課題のねらい
香辛料についての引用文のうち、「クローブはチョウジノキという」から「クローブ(abuyotamによるPixabayからの画像)」までをすべて、一字も変えずに書き写すこと。

引用文
オランダ東インド会社の一番の目的地はクローブやナツメグを産出するモルッカ諸島(香辛料諸島)に属するマルク諸島とバンダ諸島だった。この頃はコショウなどのヨーロッパで古くから知られている香辛料については供給が安定していたため、クローブやナツメグなどの高級香辛料に注目が集まっていたのだ。

ここでクローブナツメグについて簡単に説明しておこう。

クローブはチョウジノキという樹木の花蕾(つぼみ)を乾燥させたもので、すがすがしい甘い香りを特徴とする。ウースターソースの香りの多くがクローブのものと言えば、少しは分かってもらえるだろうか。中国の漢時代には皇帝が食事の後に口臭を消すために使っていたと言われている。


クローブ(abuyotamによるPixabayからの画像)

日本では丁子(チョウジ)と呼び、正倉院にも納められていることから、奈良時代には日本に伝わっていたことが分かる。武士は丁子の香りを兜に炊き込めたり、丁子の油で刀剣の手入れをしたり、頭髪剤として使用したりしていたことから、日本人には好まれてきた香りと言える。

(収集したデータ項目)
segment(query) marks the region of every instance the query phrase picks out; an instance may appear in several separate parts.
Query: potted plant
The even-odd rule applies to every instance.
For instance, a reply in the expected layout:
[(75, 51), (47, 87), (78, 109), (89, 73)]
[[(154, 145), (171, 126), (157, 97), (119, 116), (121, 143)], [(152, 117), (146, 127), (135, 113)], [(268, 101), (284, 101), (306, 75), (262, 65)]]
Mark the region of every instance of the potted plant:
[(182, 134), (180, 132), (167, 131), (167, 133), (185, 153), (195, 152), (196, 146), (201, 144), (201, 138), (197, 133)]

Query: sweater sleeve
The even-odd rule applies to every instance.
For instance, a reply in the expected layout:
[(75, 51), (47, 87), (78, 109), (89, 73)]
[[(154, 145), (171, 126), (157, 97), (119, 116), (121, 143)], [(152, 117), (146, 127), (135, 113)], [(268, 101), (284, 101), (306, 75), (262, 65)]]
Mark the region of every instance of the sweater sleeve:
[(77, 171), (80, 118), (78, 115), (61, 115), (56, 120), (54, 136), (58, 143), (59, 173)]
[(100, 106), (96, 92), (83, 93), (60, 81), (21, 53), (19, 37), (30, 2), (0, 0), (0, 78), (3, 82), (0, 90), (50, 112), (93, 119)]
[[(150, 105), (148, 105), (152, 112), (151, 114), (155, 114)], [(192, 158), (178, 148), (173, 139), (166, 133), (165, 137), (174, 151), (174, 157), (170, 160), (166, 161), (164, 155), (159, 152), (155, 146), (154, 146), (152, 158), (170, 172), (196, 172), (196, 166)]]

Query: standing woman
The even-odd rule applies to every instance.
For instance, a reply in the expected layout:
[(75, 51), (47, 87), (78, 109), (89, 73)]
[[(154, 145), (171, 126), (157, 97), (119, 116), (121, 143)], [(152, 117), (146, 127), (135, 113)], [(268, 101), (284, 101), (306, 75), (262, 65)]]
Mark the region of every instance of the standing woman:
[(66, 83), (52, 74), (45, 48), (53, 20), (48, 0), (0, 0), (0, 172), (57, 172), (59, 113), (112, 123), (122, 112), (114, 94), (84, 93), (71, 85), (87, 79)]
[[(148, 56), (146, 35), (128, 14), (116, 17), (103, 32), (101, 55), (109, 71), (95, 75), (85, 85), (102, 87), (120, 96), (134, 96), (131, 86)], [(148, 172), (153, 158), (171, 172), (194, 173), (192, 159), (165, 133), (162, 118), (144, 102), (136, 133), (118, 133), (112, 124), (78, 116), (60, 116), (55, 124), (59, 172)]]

解答欄
クローブはチョウジノキという樹木の花蕾(つぼみ)を乾燥させたもので、すがすがしい甘い香りを特徴とする。ウースターソースの香りの多くがクローブのものと言えば、少しは分かってもらえるだろうか。中国の漢時代には皇帝が食事の後に口臭を消すために使っていたと言われている。


クローブ(abuyotamによるPixabayからの画像)